*** Supplied passage

The process of admissions simplified the process of proving certain legal facts and also in eliminating facts that are not a dispute amongst the parties that come for redressal. It is established under the Evidence act, that documentary evidence is paramount and oral evidence cannot controvert/deny the facts proved by the documentary evidence. The question that arises herein, is that when a party states a document to be “admitted” in the affidavit of Admission and Denial, submitted under Order XI Rule 4, also admits to all the content that such document contains. The following courts have clarified the said legal conundrum:

The Karnataka High Court in K.M. Venkataraman and Ors. vs. G. Narayana and Ors.[3] has held that “It is trite law that admission is the best piece of evidence and admission of a document means admission of facts contained in the document.”

The Calcutta High Court in Dalgreen Agro (P) Ltd. v. Sk. Asadur Rahman[4] has clarified that Section 58 read with the amended provisions of Order XI, Rule 4 leads to the inescapable conclusion that the objective of a detailed Statement of admission and denial accompanied by an Affidavit confirming the correctness of such Statement is to do away with the rigours of proving the documents which already form part of the affidavit of evidence. The five heads provided under sub-rule (2) of Order XI Rule 4 gives the right as well as sufficient opportunity to a party to decide whether a document should be admitted or denied under any of the heads provided. But once the party exercises that right and submits a statement together with an Affidavit vouching for the stand taken by it, that party cannot insist upon a further right to call for further proof of those documents in examination in-chief.


What amounts to Admission when the witness has not been cross-examined on facts?

The 1994 decision of the Bombay High Court in Bhika Cullianji and Co. v. Avon Electric Company and Ors. recognised that the challenge to oral evidence must be reflected in the course of cross-examination. As the Defendants therein declined to put the material setting out their case in the cross-examination, the Court observed that the same would be regarded as an admission and such uncontroverted evidence must be acted upon by the Court[5].

In Muddasani Venkata Narsaiah (D) through Legal Representatives v. Muddasani Sarojana[6], the apex Court has held that effect of non-cross-examination is that the statement of a witness has not been disputed and if no questions are put to a witness, the Court would presume that the witness account has been accepted. The Court has further recognised that the matters sworn to by one party in the pleadings not challenged either in pleadings or cross-examination by other party must be accepted as fully established[7].

******

● Direction 1:
Copy the passage on admissions from "The 1994 decision" through "by the Court[5].", putting "Respondents" in place of "Defendants".
● Direction 2:
Carry the passage on admissions forward from its final sentence.

*** Data section

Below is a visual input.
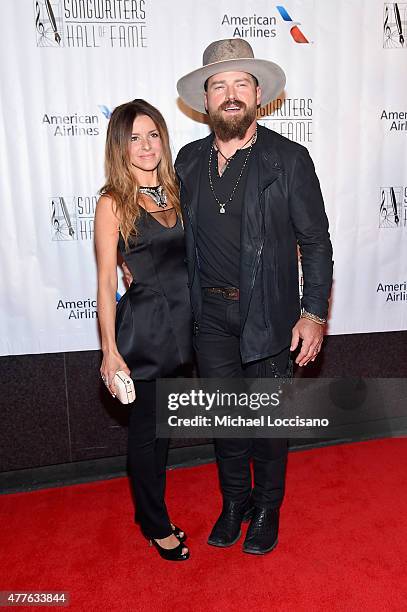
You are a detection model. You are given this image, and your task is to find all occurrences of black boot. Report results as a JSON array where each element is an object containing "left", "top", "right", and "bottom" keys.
[
  {"left": 208, "top": 500, "right": 253, "bottom": 548},
  {"left": 243, "top": 507, "right": 280, "bottom": 555}
]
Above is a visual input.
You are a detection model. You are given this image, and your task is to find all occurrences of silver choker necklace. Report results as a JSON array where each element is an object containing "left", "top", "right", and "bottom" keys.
[{"left": 138, "top": 185, "right": 167, "bottom": 208}]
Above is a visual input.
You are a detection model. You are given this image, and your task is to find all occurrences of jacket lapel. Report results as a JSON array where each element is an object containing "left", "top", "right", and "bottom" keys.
[
  {"left": 240, "top": 126, "right": 282, "bottom": 330},
  {"left": 176, "top": 134, "right": 212, "bottom": 242}
]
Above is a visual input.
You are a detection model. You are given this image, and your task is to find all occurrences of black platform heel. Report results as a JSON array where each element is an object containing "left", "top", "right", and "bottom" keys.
[
  {"left": 150, "top": 538, "right": 189, "bottom": 561},
  {"left": 172, "top": 525, "right": 187, "bottom": 542}
]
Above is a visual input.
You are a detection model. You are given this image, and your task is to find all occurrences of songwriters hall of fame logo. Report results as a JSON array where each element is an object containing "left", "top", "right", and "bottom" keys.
[
  {"left": 33, "top": 0, "right": 147, "bottom": 48},
  {"left": 50, "top": 196, "right": 97, "bottom": 242},
  {"left": 383, "top": 2, "right": 407, "bottom": 49},
  {"left": 379, "top": 187, "right": 407, "bottom": 229}
]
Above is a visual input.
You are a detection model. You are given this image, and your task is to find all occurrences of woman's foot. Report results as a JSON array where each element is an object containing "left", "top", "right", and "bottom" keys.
[
  {"left": 150, "top": 533, "right": 189, "bottom": 561},
  {"left": 171, "top": 523, "right": 187, "bottom": 542}
]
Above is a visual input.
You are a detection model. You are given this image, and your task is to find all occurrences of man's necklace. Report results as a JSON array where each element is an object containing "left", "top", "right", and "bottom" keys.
[
  {"left": 213, "top": 131, "right": 253, "bottom": 176},
  {"left": 208, "top": 130, "right": 257, "bottom": 214}
]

******

● Task response 1:
The 1994 decision of the Bombay High Court in Bhika Cullianji and Co. v. Avon Electric Company and Ors. recognised that the challenge to oral evidence must be reflected in the course of cross-examination. As the Respondents therein declined to put the material setting out their case in the cross-examination, the Court observed that the same would be regarded as an admission and such uncontroverted evidence must be acted upon by the Court[5].

● Task response 2:
Further, in Black Ticket Films v. Walter Philip & Ors.[8] the Bombay High Court has held that if there was no cross-examination of the witness on any part of the deposition of the witness examined by the plaintiff, it amounts to admission of those facts deposed by the witness and the other party. In this case, the Claimant’s witness was not cross-examined by the Defendant on various parts of examination in chief and cause of action. Although few suggestions were put to the witness, no independent evidence was led by the Defendants to prove the case of the defendants before the Court. In view of the same, it was held that the evidence of the Plaintiff stood admitted and proved.



Admissions both under the Civil Procedure Code, 1908 and the Indian Evidence Act, 1872 are pivotal in shaping the outcome of legal proceedings. Admissions serve as a key piece of evidence that can significantly influence the decision of the person adjudicating the dispute. Therefore, parties and especially legal practitioners must navigate admissions with mindfulness and attention to details and understand the complexities and consequences of such admissions.


[1] Srei Infrastructure Finance Ltd. v. Tuff Drilling Pvt. Ltd. (2018) 11 SCC 470 (Para 17, 26 and 27).
[2] Gian Chand and Brothers and Ors. v. Rattan Lal AIR 2013 SC 1078, para 22-24
[3] K.M. Venkataraman and Ors. v. G. Narayana and Ors. 2012 (94) ALR 895, Para 14.
[4] Dalgreen Agro (P) Ltd. v. Sk. Asadur Rahman 2020 SCC OnLine Cal 3284, Para 9, 10.
[5] Bhika Cullianji and Co. v. Avon Electric Company and Ors. 1994 SCC Online Bom 88, Para 3.
[6] Muddasani Venkata Narsaiah (D) Lrs. v. Muddasani Sarojana (2016) 12 SCC 288.
[7] Para 16, Muddasani Venkata Narsaiah (D) Lrs. v. Muddasani Sarojana (2016) 12 SCC 288.
[8] Black Ticket Films v. Walter Philip & Ors 2017 SCC ONLINE BOM 5368, Para 72.